WRITTEN TASK -
Print the listing below exactly.

INFORMATION PROVIDED -
_____
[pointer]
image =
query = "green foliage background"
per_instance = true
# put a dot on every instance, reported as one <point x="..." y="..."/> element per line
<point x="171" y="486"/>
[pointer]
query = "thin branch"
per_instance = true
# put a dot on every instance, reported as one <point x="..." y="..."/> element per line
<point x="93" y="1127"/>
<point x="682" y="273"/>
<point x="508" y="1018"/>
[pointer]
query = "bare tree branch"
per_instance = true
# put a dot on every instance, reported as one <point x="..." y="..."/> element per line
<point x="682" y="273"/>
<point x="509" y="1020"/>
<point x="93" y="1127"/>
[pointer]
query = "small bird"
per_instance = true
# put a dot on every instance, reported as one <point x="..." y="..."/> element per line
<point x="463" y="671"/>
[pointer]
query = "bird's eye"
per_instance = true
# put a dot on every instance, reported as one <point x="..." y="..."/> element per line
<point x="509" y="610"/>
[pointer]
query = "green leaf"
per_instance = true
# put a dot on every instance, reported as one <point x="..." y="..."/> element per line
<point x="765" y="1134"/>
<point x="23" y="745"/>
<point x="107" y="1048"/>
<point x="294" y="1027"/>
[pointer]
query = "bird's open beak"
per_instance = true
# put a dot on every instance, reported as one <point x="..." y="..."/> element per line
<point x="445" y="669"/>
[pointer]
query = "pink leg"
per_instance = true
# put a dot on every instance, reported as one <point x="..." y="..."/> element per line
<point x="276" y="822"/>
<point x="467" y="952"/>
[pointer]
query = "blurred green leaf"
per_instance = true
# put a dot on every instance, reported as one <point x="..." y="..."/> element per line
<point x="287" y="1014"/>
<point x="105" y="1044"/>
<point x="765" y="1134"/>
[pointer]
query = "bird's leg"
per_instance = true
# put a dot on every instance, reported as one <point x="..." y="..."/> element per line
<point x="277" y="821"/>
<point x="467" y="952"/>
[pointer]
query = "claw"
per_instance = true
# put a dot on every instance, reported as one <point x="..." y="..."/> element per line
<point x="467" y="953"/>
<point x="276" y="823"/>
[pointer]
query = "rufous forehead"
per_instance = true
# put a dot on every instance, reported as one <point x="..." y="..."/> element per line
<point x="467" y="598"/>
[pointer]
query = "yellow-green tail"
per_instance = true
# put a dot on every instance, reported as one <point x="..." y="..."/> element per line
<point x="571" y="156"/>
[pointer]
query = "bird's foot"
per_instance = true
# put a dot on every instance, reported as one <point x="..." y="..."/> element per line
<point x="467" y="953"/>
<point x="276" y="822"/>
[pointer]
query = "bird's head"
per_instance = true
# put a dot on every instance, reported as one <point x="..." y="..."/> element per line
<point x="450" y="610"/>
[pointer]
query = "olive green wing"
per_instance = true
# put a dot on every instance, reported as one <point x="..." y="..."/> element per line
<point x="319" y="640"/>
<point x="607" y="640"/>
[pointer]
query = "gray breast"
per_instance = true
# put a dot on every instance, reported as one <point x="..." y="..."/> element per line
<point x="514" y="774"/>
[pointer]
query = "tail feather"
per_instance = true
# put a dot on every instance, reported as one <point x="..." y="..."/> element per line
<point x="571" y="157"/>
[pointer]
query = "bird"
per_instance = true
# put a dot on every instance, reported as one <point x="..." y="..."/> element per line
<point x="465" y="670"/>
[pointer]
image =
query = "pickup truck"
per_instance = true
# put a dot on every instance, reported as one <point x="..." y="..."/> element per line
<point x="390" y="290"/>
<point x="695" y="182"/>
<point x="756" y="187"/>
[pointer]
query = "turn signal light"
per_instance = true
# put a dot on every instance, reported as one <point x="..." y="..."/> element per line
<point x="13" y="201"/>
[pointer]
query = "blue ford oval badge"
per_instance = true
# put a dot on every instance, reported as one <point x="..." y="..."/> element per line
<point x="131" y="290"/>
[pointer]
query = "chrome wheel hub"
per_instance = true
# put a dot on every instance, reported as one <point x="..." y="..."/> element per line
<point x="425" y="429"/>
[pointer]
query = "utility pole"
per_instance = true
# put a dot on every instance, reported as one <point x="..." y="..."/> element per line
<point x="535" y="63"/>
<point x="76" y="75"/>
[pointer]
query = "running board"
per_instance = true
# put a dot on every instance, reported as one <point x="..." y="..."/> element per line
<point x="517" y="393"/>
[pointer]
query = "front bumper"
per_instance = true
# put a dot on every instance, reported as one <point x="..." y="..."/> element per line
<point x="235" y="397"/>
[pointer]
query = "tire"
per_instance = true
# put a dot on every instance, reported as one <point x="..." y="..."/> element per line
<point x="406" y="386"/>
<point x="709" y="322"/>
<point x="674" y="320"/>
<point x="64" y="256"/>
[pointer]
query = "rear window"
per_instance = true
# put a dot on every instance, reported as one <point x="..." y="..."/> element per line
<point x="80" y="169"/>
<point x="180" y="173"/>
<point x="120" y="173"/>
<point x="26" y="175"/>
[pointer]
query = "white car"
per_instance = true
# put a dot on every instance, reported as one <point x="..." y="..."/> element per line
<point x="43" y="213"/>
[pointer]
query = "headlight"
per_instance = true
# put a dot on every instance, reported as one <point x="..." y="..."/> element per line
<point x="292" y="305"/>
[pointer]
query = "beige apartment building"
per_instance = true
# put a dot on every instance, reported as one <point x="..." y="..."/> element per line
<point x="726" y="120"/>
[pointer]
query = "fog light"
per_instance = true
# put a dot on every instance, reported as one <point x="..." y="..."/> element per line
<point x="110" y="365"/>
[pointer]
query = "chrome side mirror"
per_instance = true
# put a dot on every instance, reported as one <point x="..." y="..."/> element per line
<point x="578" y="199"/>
_____
TASK SOLUTION -
[pointer]
image =
query = "green foliage background"
per_instance = true
# put a dot on every instance, reported as one <point x="..." y="..."/> element per line
<point x="171" y="486"/>
[pointer]
query = "thin branch"
per_instance = true
# put a dot on every instance, reported as one <point x="..." y="..."/> element per line
<point x="93" y="1127"/>
<point x="682" y="273"/>
<point x="508" y="1018"/>
[pointer]
query = "bare tree branch"
per_instance = true
# put a dot on every instance, reported as one <point x="..." y="..."/> element per line
<point x="682" y="273"/>
<point x="509" y="1020"/>
<point x="93" y="1127"/>
[pointer]
query = "small bird"
per_instance = true
# put a dot on every instance, reported as one <point x="..." y="..."/> element per line
<point x="463" y="671"/>
[pointer]
query = "bird's eye"
per_instance = true
# put a dot on every instance, reported as one <point x="..." y="..."/> element per line
<point x="509" y="610"/>
[pointer]
query = "green leaf"
per_instance = true
# put a dot on every instance, reported as one <point x="..." y="..."/> element per line
<point x="765" y="1134"/>
<point x="23" y="745"/>
<point x="107" y="1048"/>
<point x="294" y="1027"/>
[pointer]
query = "bird's open beak"
per_instance = true
# put a dot on every instance, reported as one <point x="..." y="..."/> element per line
<point x="445" y="669"/>
[pointer]
query = "pink leg"
per_instance = true
# put a dot on every instance, reported as one <point x="..." y="..."/> element per line
<point x="276" y="822"/>
<point x="467" y="952"/>
[pointer]
query = "blurred green leaf"
per_instance = true
# put a dot on every instance, reported as one <point x="..." y="..."/> element per line
<point x="287" y="1014"/>
<point x="105" y="1044"/>
<point x="765" y="1134"/>
[pointer]
query = "bird's leg"
per_instance = true
# put a dot on every instance, reported as one <point x="..." y="..."/> element per line
<point x="277" y="821"/>
<point x="467" y="952"/>
[pointer]
query = "claw"
per_instance = true
# put a dot on every instance, reported as one <point x="..." y="..."/> element per line
<point x="467" y="953"/>
<point x="276" y="823"/>
[pointer]
query = "rufous forehead"
per_instance = true
# put a dot on every instance, reported as one <point x="..." y="..."/> element per line
<point x="467" y="598"/>
[pointer]
query = "yellow-green tail"
per_instance = true
# put a dot on every instance, reported as one <point x="..." y="..."/> element per line
<point x="571" y="156"/>
[pointer]
query = "bird's foot"
per_instance = true
# put a dot on every instance, reported as one <point x="..." y="..."/> element per line
<point x="467" y="953"/>
<point x="276" y="822"/>
[pointer]
query = "bird's head"
per_instance = true
# put a dot on every instance, reported as one <point x="..." y="..."/> element per line
<point x="450" y="610"/>
[pointer]
query = "olive green wing"
per_instance = true
# put a dot on every instance, reported as one <point x="..." y="..."/> element per line
<point x="319" y="640"/>
<point x="607" y="640"/>
[pointer]
query = "gray breast"
per_instance = true
# put a dot on every instance, reported as one <point x="..." y="..."/> element per line
<point x="514" y="774"/>
[pointer]
query = "tail feather"
per_instance = true
# put a dot on every instance, reported as one <point x="..." y="..."/> element per line
<point x="571" y="157"/>
[pointer]
query = "bird"
per_instance = true
# put a dot on every instance, reported as one <point x="..." y="..."/> element per line
<point x="465" y="670"/>
[pointer]
image =
query = "pickup truck"
per_instance = true
# put a dot on every instance, reported as one <point x="..." y="..."/> element per line
<point x="390" y="290"/>
<point x="695" y="182"/>
<point x="756" y="187"/>
[pointer]
query = "turn signal light"
per_instance = true
# put a dot on every instance, reported as one <point x="..." y="..."/> element per line
<point x="13" y="201"/>
[pointer]
query = "blue ford oval badge"
per_instance = true
# put a dot on every instance, reported as one <point x="..." y="..."/> element per line
<point x="131" y="290"/>
[pointer]
query = "chrome wheel hub"
per_instance = true
# put a dot on every instance, reported as one <point x="..." y="..."/> element per line
<point x="425" y="429"/>
[pointer]
query = "utility pole"
per_instance = true
# put a dot on every instance, reported as one <point x="..." y="..."/> element per line
<point x="535" y="63"/>
<point x="76" y="75"/>
[pointer]
query = "running board"
per_instance = true
# put a dot on every instance, reported as one <point x="..." y="..."/> element per line
<point x="517" y="393"/>
[pointer]
query = "front bumper"
per_instance = true
# put a dot on every instance, reported as one <point x="..." y="..."/> element per line
<point x="235" y="397"/>
[pointer]
query = "tire"
per_instance = true
# put a dot on every instance, reported as one <point x="..." y="..."/> element per line
<point x="406" y="386"/>
<point x="709" y="322"/>
<point x="674" y="320"/>
<point x="64" y="256"/>
[pointer]
query = "rear window"
per_instance = true
# put a dot on every instance, reported as one <point x="..." y="..."/> element per line
<point x="80" y="169"/>
<point x="180" y="173"/>
<point x="120" y="173"/>
<point x="26" y="175"/>
[pointer]
query = "white car"
per_instance = true
# put a dot on every instance, reported as one <point x="..." y="..."/> element per line
<point x="43" y="213"/>
[pointer]
query = "headlight"
per_instance = true
# put a dot on every instance, reported as one <point x="..." y="..."/> element per line
<point x="292" y="305"/>
[pointer]
query = "beige apartment building"
per_instance = true
# put a dot on every instance, reported as one <point x="..." y="..."/> element per line
<point x="726" y="120"/>
[pointer]
query = "fog light"
per_instance = true
# put a dot on every instance, reported as one <point x="..." y="..."/> element per line
<point x="110" y="365"/>
[pointer]
query = "chrome side mirror"
per_instance = true
# put a dot on every instance, reported as one <point x="..." y="..."/> element per line
<point x="578" y="199"/>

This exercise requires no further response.